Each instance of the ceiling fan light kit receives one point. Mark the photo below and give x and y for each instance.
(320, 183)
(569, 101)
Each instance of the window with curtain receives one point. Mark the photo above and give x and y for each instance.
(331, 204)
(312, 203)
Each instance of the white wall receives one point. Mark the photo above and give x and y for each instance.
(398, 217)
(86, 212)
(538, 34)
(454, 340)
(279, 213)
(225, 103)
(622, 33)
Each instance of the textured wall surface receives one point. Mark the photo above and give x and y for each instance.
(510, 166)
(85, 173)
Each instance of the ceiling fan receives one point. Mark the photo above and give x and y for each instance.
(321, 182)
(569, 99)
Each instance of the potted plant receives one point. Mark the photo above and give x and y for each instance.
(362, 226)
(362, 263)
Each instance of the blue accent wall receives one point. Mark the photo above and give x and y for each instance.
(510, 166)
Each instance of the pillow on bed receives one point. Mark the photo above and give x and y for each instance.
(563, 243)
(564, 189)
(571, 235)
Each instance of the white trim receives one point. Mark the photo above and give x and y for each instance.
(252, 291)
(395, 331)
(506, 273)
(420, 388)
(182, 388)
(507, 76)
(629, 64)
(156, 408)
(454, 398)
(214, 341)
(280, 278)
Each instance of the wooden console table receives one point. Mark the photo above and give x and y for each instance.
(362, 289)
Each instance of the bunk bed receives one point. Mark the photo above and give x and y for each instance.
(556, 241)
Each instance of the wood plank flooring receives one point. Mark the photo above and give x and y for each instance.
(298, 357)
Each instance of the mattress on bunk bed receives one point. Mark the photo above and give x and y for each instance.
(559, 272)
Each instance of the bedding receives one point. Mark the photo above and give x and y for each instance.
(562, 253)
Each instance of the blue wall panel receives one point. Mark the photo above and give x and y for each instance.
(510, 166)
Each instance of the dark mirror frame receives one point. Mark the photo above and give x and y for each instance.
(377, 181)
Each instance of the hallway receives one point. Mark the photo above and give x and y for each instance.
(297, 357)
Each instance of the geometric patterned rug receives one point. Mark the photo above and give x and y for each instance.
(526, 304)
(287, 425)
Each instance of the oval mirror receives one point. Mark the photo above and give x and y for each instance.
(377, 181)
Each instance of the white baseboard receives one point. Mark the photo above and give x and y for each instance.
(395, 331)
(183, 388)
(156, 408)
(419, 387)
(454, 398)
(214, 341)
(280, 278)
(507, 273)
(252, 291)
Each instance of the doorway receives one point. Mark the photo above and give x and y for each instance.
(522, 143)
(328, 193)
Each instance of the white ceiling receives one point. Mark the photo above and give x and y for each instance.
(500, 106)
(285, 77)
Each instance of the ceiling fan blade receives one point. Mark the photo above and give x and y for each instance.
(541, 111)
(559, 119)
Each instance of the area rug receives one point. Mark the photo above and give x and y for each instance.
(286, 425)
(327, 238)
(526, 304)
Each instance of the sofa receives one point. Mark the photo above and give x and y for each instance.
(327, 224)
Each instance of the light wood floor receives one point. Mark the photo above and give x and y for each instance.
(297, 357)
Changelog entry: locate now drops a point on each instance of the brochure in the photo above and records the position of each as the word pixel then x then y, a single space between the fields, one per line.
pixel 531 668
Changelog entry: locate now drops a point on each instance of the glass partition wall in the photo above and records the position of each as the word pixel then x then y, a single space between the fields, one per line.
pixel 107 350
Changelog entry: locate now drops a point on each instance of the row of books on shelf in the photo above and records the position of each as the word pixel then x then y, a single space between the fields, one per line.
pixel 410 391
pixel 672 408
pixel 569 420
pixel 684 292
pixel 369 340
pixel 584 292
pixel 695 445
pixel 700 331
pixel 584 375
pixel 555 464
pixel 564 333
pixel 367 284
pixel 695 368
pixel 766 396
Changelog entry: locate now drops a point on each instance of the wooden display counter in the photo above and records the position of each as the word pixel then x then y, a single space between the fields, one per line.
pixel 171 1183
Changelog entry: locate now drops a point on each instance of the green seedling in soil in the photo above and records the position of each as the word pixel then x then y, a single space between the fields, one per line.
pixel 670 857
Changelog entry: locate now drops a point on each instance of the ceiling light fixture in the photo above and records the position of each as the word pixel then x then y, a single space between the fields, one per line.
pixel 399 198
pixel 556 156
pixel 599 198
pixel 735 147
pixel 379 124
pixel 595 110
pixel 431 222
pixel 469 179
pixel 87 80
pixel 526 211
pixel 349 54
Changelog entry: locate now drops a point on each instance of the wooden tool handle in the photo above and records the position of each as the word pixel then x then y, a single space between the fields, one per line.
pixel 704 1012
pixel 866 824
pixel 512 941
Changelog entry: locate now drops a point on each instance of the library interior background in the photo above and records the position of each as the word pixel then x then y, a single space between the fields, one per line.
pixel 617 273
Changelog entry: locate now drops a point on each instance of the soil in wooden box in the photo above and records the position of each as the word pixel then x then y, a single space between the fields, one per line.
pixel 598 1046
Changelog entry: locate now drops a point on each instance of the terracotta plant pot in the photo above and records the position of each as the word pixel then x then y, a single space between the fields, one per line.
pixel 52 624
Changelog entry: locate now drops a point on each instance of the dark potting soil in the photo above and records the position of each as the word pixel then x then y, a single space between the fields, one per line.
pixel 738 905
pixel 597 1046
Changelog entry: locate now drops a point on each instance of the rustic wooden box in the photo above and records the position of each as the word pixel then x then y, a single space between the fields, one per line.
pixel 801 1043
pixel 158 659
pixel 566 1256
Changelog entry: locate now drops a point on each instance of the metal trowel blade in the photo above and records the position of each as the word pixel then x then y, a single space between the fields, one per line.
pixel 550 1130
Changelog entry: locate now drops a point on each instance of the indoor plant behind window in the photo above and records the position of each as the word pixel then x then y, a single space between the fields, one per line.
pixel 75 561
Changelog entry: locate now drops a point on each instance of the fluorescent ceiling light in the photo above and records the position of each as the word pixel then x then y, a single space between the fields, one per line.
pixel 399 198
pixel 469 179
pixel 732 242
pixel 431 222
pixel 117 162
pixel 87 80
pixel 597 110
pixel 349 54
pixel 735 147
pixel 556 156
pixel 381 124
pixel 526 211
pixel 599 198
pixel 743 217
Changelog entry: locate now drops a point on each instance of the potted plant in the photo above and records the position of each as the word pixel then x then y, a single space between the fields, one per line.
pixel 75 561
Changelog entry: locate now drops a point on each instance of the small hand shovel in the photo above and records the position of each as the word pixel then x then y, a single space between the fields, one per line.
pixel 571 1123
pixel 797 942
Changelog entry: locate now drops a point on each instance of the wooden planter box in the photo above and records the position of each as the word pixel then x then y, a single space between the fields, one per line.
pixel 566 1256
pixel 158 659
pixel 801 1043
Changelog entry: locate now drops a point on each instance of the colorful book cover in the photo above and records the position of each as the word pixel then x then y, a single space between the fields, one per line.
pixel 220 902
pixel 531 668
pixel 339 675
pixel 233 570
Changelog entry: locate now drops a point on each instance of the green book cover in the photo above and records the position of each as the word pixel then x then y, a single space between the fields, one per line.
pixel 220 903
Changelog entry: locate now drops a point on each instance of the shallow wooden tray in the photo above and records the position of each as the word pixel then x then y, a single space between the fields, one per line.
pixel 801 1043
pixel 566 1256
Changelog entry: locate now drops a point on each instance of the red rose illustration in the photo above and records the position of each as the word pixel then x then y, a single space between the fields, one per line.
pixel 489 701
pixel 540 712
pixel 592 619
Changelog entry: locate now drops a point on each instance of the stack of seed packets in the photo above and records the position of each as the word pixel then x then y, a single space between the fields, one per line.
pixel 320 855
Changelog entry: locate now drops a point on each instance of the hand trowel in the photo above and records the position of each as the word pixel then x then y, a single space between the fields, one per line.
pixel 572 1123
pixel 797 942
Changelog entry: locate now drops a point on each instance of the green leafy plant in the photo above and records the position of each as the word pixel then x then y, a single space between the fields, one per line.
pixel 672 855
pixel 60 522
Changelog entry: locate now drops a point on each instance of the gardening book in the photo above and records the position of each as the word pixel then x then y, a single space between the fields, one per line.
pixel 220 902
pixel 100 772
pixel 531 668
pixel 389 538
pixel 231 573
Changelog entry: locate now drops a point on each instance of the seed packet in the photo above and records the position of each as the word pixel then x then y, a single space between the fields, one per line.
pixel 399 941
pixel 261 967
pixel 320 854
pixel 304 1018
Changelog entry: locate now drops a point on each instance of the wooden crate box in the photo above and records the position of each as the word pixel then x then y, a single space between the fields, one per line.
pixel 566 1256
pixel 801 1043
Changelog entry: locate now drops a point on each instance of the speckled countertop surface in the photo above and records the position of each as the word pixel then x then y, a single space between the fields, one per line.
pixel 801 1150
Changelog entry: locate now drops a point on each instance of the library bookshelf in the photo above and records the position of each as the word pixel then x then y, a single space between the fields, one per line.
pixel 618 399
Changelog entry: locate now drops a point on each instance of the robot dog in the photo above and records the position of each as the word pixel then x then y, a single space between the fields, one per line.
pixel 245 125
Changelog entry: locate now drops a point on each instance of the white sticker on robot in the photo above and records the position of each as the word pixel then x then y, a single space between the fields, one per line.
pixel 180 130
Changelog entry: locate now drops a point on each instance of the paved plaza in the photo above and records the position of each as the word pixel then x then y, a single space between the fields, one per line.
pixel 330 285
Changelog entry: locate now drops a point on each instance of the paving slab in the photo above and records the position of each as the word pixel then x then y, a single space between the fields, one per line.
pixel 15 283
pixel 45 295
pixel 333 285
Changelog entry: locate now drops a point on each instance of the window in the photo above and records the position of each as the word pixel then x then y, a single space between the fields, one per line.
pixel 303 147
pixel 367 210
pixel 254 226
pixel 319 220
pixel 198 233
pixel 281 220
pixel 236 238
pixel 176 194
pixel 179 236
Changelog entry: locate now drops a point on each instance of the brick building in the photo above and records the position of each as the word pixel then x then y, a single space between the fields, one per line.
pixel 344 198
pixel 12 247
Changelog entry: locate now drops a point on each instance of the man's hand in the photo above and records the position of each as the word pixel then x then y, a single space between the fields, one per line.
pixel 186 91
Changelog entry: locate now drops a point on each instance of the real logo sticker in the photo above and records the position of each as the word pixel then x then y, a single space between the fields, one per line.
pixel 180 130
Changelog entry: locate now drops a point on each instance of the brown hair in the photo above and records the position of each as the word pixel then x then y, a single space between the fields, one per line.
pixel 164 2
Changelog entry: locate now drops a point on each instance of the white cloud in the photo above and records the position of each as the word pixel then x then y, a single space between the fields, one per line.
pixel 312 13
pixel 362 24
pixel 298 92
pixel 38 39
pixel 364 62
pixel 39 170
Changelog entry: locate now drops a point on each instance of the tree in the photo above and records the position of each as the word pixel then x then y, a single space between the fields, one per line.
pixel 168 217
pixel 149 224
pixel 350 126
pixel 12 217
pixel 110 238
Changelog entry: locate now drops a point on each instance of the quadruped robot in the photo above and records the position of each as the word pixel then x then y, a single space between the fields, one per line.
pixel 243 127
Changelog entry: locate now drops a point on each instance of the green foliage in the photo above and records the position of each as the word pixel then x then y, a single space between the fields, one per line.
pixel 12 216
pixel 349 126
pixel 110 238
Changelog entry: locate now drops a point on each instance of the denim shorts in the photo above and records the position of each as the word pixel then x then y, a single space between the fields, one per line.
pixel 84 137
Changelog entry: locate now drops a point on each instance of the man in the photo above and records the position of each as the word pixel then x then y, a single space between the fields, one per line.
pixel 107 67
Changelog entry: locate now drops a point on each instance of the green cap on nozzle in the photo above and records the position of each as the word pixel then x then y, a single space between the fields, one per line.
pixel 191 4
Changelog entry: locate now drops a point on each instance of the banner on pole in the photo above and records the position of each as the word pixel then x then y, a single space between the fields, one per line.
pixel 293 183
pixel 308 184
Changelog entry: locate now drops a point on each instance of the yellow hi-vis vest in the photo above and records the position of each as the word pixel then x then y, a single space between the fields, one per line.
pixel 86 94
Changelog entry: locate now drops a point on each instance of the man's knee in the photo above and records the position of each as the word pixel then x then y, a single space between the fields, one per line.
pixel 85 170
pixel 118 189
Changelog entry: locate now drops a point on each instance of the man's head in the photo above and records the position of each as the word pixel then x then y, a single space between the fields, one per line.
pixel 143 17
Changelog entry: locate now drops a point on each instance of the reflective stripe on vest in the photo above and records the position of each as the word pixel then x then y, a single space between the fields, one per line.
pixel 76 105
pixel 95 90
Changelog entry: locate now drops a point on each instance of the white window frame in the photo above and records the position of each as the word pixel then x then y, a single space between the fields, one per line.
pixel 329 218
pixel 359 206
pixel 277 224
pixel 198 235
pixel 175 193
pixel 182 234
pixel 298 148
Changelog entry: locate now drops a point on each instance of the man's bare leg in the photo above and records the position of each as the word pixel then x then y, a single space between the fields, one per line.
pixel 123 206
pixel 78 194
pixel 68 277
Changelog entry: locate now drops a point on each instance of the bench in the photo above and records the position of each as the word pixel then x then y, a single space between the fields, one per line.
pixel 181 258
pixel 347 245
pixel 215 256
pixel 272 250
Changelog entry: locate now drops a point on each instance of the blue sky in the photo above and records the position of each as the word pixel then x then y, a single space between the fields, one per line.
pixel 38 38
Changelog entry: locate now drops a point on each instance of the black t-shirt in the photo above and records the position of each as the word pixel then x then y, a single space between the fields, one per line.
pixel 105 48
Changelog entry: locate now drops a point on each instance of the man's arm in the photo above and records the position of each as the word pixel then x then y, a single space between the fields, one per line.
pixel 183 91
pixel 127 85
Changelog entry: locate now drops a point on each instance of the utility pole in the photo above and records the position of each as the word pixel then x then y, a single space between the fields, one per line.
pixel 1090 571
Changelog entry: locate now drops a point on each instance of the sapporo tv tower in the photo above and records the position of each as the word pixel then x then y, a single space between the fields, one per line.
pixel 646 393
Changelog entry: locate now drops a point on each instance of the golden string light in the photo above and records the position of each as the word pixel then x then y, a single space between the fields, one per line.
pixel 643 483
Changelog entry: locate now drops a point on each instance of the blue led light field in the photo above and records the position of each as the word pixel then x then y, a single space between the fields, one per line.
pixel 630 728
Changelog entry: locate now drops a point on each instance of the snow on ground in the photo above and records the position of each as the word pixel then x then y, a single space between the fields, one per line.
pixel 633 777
━━━━━━
__Exercise task__
Please copy out everything from the line containing "of the glass" down to the line containing "pixel 766 396", both lines included, reproducing each line character for character.

__Right answer__
Changelog entry: locate now drops a point on each instance of the glass partition wall in the photo above and records the position of each as the word pixel then x then y, a single space between the fields, one per line.
pixel 107 350
Changelog entry: locate now drops a point on each instance of the row of books on shelf in the photo above and records the position of each as the word pixel then x then y, a single space between the fields, one per line.
pixel 410 391
pixel 672 408
pixel 569 420
pixel 684 292
pixel 369 340
pixel 584 292
pixel 695 445
pixel 700 331
pixel 584 375
pixel 555 464
pixel 564 333
pixel 367 284
pixel 695 368
pixel 766 396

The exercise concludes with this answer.